• **THINGS TO DO**:
1. In the front matter of the Sun Tzu translation, which French Jesuit Father translated the work into French in 1782?
2. Carry on the preface about the Sun Tzu translation, picking up right after its last sentence.

Assistant in the Department of Oriental Printed Books and MSS. in
the British Museum
1910
To my brother
Captain Valentine Giles, R.G.
in the hope that
a work 2400 years old
may yet contain lessons worth consideration
by the soldier of today
this translation
is affectionately dedicated.
Contents
Preface to the Project Gutenberg Etext
Preface by Lionel Giles
INTRODUCTION
Sun Wu and his Book
The Text of Sun Tzu
The Commentators
Appreciations of Sun Tzu
Apologies for War
Bibliography
Chapter I. Laying plans
Chapter II. Waging War
Chapter III. Attack by Stratagem
Chapter IV. Tactical Dispositions
Chapter V. Energy
Chapter VI. Weak Points and Strong
Chapter VII Manœuvring
Chapter VIII. Variation of Tactics
Chapter IX. The Army on the March
Chapter X. Terrain
Chapter XI. The Nine Situations
Chapter XII. The Attack by Fire
Chapter XIII. The Use of Spies
Preface to the Project Gutenberg Etext
When Lionel Giles began his translation of Sun Tzu's
Art of War
,
the work was virtually unknown in Europe. Its introduction to Europe
began in 1782 when a French Jesuit Father living in China, Joseph
Amiot, acquired a copy of it, and translated it into French. It was not a
good translation because, according to Dr. Giles, "[I]t contains a great
deal that Sun Tzu did not write, and very little indeed of what he did."

• **PROVIDED MATERIAL**:
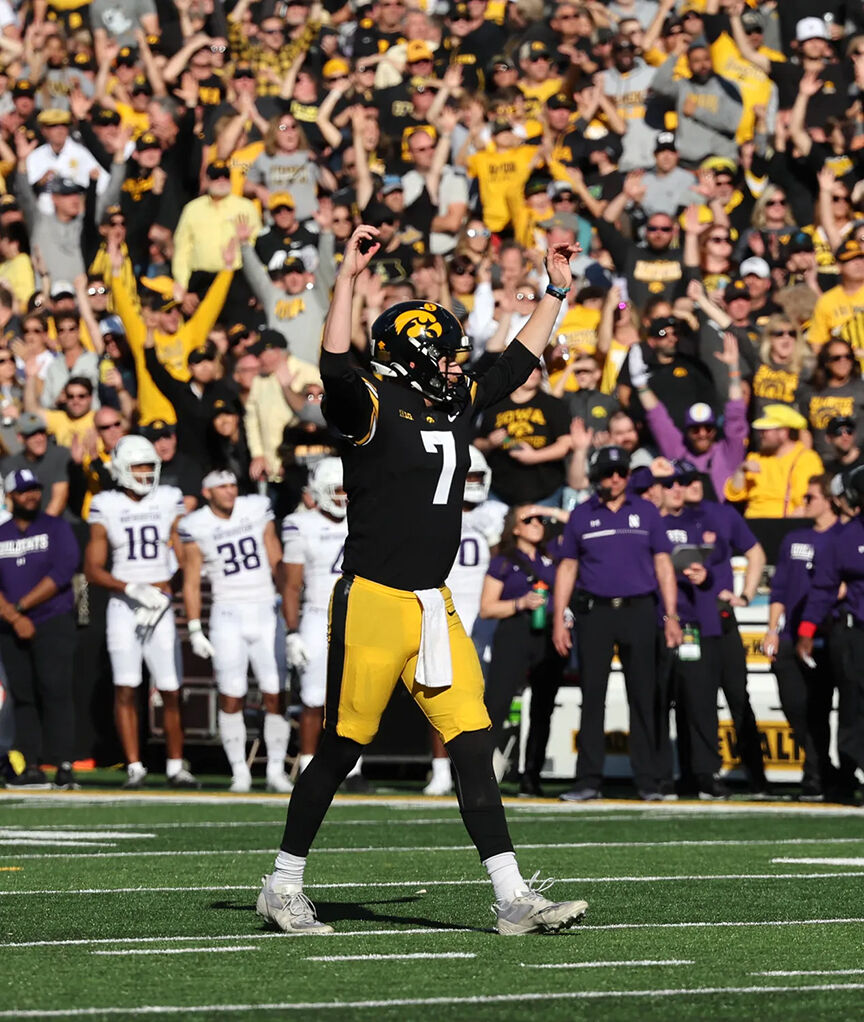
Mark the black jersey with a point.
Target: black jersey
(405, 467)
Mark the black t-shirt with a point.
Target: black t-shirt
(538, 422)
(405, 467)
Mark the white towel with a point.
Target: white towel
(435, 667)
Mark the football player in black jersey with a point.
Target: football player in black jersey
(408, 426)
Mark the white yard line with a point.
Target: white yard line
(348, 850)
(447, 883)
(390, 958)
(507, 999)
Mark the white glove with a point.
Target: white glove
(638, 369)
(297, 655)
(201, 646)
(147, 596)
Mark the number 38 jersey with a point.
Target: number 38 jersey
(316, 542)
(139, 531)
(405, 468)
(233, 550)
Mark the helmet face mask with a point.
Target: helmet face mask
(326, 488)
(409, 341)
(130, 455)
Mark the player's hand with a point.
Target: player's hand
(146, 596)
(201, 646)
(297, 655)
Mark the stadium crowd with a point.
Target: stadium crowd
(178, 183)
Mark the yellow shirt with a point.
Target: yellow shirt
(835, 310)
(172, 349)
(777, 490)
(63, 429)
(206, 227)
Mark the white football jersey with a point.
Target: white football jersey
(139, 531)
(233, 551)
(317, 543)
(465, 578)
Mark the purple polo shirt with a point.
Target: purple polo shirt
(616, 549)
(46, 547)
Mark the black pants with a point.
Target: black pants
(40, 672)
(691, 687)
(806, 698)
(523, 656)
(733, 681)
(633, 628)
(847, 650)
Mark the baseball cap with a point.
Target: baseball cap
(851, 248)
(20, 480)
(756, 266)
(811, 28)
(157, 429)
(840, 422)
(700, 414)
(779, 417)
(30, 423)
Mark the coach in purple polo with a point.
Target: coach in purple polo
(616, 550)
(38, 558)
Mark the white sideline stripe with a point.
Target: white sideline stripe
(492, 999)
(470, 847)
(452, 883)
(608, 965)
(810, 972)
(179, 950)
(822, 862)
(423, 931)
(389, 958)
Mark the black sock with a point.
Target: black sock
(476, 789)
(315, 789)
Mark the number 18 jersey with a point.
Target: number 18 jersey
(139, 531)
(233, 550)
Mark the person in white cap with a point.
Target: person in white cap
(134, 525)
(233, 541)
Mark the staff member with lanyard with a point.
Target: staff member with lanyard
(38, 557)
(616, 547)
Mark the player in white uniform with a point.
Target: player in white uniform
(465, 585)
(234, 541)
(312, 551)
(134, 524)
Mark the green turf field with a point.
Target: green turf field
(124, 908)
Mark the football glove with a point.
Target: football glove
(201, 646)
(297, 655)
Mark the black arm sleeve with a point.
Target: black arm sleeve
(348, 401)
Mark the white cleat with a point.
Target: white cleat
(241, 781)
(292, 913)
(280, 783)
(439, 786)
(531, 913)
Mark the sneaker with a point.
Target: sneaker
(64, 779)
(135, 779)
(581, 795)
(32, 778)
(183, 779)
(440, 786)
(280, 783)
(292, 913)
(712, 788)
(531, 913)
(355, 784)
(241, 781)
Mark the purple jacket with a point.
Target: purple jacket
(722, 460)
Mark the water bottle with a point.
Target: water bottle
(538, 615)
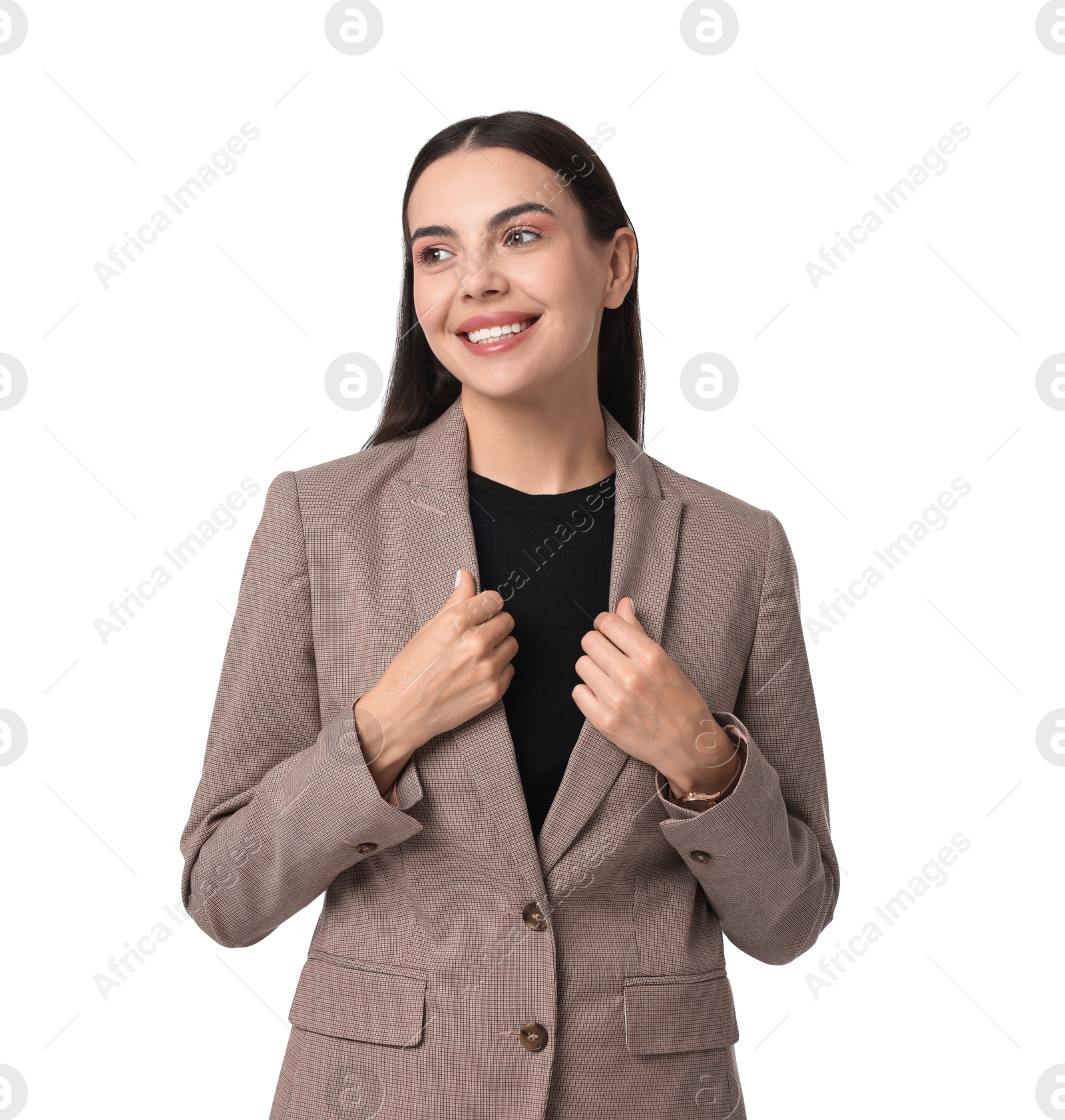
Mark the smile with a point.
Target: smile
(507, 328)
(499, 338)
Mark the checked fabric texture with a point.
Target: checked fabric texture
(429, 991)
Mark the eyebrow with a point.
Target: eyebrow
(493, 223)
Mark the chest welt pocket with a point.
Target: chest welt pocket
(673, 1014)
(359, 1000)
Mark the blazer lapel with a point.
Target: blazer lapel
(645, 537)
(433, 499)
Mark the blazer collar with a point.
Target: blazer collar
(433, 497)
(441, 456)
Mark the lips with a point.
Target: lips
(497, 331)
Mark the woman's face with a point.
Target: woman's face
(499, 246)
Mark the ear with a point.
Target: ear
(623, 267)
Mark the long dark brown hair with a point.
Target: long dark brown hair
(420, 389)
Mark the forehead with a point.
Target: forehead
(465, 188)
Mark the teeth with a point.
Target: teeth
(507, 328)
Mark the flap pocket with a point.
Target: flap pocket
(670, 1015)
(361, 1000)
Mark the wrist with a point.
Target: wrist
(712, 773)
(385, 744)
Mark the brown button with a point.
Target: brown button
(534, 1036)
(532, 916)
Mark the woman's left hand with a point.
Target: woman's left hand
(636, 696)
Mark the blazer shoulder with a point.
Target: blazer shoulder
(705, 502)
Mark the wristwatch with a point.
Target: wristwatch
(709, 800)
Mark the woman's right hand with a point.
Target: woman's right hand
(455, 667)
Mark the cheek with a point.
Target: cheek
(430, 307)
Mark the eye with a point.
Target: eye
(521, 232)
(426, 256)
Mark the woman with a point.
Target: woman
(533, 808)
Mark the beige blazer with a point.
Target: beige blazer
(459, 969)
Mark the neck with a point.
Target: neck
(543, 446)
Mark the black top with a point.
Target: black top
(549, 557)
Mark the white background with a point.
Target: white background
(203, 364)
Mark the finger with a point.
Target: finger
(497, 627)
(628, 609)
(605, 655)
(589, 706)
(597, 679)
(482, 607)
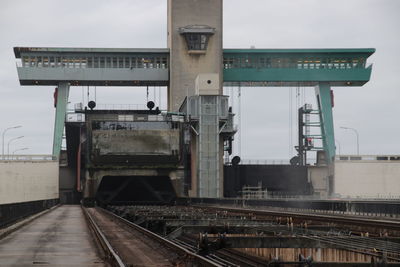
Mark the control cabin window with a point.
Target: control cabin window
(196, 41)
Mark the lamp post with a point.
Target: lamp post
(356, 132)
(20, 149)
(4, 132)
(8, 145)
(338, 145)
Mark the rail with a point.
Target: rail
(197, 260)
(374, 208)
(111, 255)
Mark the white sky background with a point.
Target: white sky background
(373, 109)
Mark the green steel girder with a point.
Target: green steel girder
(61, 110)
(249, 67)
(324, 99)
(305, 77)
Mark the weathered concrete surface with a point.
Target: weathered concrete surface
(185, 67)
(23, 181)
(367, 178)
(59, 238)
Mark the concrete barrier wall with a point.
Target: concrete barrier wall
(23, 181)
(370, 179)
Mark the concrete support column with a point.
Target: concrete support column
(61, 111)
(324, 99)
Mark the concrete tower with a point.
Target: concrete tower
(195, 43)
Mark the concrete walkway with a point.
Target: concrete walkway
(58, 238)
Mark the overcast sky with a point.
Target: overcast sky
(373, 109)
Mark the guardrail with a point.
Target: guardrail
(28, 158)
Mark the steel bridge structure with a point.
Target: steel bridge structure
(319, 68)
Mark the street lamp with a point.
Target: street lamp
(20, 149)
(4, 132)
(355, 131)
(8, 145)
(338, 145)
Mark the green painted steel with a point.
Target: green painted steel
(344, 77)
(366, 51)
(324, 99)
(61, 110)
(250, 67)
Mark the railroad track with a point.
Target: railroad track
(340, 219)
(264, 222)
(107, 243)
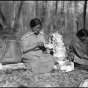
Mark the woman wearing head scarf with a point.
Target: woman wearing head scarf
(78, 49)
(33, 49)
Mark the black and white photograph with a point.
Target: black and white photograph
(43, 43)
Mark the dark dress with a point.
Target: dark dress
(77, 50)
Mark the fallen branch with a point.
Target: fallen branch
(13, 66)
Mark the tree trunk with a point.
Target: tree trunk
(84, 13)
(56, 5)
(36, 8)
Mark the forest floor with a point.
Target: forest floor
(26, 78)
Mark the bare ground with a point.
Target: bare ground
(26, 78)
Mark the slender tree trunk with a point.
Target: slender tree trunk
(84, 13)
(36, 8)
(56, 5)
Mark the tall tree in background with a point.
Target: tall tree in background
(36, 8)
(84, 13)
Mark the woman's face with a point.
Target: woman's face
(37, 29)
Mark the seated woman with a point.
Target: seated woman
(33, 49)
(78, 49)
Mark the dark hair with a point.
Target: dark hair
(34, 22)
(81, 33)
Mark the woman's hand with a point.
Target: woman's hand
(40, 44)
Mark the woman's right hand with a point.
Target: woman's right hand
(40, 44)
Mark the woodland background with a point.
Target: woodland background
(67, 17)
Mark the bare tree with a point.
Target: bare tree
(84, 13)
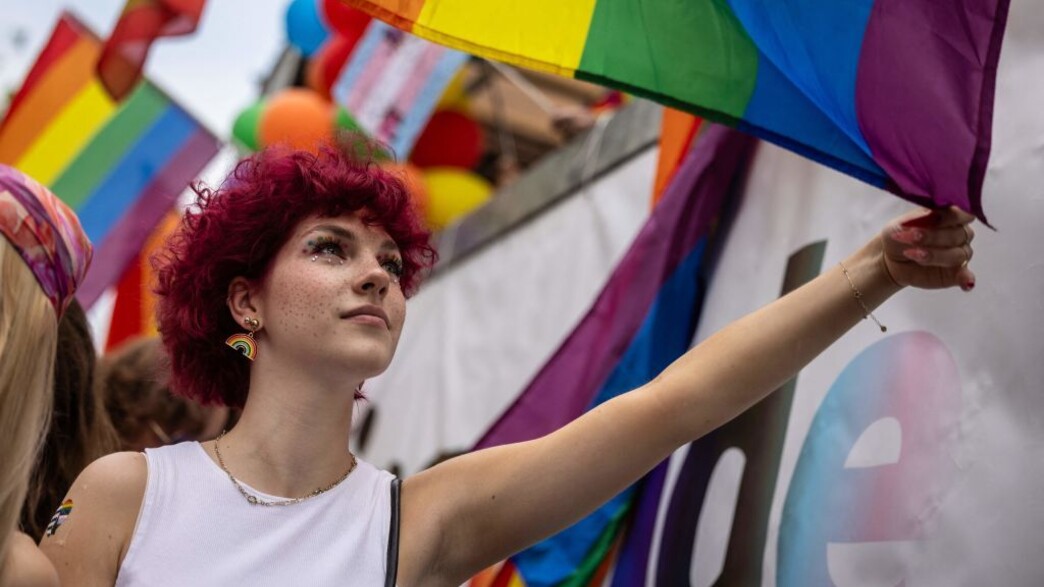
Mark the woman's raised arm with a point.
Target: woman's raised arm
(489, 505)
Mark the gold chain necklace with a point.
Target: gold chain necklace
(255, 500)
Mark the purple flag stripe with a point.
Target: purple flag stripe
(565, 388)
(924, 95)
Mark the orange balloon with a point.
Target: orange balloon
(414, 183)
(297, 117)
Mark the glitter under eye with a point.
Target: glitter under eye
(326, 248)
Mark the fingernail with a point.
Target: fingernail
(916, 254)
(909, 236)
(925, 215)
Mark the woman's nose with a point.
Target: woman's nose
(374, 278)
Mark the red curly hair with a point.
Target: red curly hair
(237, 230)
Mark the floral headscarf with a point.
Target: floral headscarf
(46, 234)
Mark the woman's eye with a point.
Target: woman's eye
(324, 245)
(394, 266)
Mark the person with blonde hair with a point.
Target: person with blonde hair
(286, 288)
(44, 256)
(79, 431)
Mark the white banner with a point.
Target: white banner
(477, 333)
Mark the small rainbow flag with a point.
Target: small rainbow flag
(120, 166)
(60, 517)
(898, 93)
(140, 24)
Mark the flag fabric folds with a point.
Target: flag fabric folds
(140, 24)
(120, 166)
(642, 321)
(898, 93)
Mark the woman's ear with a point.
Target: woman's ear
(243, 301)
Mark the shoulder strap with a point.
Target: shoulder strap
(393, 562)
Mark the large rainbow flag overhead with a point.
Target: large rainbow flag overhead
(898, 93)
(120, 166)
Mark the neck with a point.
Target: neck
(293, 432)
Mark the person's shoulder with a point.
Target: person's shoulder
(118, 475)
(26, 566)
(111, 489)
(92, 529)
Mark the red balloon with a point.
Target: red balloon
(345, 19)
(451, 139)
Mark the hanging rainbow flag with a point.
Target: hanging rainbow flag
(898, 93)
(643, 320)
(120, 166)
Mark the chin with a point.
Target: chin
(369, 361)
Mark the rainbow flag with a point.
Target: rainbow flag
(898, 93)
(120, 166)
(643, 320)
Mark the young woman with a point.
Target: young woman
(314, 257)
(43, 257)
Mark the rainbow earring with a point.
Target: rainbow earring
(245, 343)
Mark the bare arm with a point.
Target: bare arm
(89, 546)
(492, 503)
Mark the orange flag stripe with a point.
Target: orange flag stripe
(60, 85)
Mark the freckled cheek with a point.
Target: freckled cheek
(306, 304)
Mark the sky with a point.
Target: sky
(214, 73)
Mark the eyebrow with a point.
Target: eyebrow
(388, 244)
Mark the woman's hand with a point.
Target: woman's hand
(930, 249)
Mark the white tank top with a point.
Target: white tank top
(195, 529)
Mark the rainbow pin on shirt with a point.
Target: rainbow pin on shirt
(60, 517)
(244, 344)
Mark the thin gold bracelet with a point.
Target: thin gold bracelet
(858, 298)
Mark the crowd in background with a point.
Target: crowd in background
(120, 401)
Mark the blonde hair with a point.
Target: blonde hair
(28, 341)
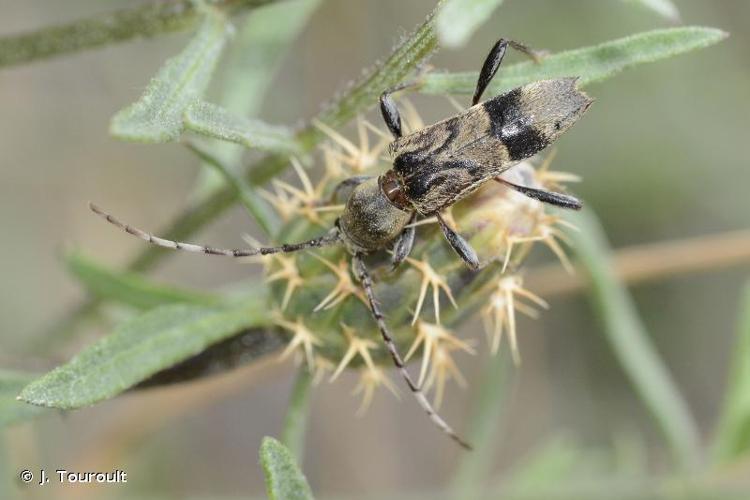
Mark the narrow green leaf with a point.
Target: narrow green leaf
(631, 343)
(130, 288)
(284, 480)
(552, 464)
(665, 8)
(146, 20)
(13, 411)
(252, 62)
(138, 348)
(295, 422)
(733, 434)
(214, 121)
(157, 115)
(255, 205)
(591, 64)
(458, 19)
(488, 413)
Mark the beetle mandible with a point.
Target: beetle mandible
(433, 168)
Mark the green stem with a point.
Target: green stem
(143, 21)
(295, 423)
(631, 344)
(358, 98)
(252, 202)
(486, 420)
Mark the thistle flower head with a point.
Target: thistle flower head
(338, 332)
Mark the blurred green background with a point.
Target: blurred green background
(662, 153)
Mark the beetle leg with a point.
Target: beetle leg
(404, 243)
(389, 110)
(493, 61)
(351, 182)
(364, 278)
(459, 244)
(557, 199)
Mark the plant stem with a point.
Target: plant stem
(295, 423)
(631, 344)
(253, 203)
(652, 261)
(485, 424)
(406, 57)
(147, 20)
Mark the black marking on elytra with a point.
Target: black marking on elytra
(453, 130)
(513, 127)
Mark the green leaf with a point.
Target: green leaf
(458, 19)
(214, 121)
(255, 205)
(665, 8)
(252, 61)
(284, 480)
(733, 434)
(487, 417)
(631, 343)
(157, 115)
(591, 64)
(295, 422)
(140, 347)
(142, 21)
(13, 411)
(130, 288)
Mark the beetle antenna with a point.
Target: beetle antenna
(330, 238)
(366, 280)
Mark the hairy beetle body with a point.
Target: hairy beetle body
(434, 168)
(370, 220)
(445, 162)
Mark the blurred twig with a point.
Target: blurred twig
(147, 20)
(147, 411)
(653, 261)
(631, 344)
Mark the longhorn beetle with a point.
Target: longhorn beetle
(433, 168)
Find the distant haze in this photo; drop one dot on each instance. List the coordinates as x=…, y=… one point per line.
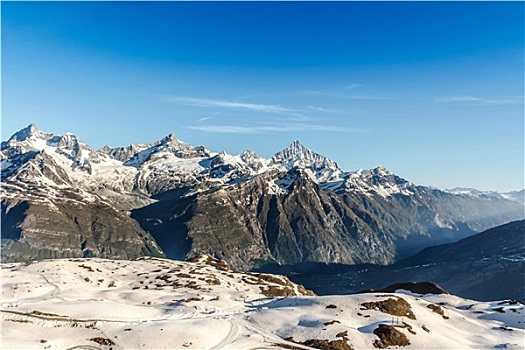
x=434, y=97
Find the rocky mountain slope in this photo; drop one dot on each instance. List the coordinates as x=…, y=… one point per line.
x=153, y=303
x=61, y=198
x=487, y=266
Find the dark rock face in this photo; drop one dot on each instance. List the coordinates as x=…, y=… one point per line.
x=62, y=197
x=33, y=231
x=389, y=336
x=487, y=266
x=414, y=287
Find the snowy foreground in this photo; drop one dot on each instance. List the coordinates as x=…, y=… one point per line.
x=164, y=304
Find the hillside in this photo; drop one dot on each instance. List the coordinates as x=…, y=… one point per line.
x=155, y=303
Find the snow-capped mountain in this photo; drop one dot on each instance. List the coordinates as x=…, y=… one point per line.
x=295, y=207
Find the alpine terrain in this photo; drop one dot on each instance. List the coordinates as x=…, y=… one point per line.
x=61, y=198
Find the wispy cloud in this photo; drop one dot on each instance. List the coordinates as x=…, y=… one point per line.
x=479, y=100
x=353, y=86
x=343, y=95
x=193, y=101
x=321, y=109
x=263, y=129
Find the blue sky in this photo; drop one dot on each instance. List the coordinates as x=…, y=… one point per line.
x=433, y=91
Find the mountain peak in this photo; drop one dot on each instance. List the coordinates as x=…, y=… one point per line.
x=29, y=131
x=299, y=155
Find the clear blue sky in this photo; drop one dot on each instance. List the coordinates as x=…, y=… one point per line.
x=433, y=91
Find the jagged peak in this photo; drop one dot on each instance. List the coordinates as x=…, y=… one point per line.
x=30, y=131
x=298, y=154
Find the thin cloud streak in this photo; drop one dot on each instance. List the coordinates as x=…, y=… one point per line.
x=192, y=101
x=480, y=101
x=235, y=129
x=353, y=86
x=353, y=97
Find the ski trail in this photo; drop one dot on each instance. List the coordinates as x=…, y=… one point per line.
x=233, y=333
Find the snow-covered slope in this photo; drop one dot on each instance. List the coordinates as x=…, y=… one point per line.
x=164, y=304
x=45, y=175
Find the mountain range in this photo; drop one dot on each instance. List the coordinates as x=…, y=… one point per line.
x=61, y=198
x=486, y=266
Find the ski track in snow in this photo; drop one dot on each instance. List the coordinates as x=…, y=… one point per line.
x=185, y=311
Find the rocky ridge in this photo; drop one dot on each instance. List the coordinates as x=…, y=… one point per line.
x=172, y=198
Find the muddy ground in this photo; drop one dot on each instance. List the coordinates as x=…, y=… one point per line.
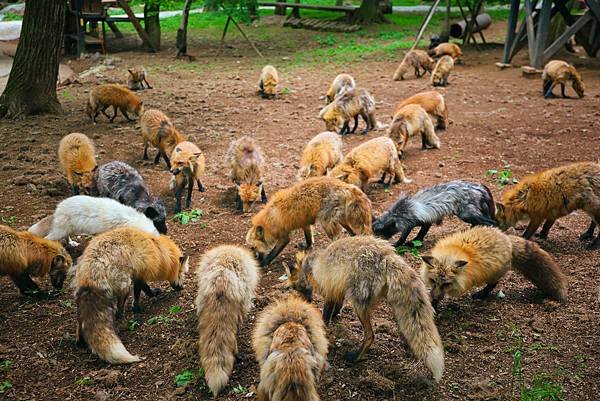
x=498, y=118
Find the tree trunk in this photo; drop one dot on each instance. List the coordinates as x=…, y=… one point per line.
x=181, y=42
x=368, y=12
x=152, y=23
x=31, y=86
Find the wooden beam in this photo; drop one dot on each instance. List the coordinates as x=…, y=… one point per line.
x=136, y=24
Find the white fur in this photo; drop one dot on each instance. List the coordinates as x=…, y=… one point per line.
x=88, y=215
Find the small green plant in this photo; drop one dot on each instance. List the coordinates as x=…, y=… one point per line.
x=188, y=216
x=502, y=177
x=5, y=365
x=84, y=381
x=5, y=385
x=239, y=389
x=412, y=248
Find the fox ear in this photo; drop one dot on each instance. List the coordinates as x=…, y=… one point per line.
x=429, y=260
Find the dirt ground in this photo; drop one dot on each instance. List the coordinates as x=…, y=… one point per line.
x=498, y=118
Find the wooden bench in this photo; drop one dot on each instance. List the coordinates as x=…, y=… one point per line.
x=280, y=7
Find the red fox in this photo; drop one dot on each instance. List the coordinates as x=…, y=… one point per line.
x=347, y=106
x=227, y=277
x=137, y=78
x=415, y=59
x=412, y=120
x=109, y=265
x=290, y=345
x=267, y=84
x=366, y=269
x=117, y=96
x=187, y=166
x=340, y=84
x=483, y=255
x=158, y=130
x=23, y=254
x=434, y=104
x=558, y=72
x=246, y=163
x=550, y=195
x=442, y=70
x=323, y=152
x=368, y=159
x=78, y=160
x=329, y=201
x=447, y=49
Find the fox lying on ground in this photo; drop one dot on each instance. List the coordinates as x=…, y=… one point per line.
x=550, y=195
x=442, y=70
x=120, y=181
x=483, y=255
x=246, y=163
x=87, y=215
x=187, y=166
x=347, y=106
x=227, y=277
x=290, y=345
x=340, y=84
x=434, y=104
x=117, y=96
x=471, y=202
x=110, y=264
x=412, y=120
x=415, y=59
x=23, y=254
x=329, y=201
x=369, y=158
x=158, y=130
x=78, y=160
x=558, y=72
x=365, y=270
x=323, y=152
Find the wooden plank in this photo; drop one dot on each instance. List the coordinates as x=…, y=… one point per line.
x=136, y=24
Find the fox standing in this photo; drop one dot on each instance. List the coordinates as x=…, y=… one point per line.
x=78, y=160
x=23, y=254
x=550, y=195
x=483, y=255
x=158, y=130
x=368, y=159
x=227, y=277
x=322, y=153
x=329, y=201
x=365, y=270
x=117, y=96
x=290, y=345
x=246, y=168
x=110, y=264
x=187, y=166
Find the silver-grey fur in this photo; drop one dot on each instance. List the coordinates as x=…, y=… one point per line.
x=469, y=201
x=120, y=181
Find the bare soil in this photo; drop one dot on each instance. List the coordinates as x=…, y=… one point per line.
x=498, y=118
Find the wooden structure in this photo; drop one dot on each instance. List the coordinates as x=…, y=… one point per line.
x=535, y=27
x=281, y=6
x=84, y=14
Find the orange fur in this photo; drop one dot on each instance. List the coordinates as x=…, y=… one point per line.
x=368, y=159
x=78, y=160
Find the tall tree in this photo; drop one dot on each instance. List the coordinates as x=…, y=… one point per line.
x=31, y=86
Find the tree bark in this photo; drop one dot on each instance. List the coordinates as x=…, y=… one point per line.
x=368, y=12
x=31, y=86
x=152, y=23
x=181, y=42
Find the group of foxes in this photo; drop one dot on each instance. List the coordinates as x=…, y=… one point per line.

• **EXPECTED RESPONSES**:
1. Joseph Amiot.

2.
The first translation into English was published in 1905 in Tokyo by
Capt. E. F. Calthrop, R.F.A. However, this translation is, in the words
of Dr. Giles, "excessively bad." He goes further in this criticism: "It is
not merely a question of downright blunders, from which none can
hope to be wholly exempt. Omissions were frequent; hard passages
were willfully distorted or slurred over. Such offenses are less
pardonable. They would not be tolerated in any edition of a Latin or
Greek classic, and a similar standard of honesty ought to be insisted
upon in translations from Chinese." In 1908 a new edition of Capt.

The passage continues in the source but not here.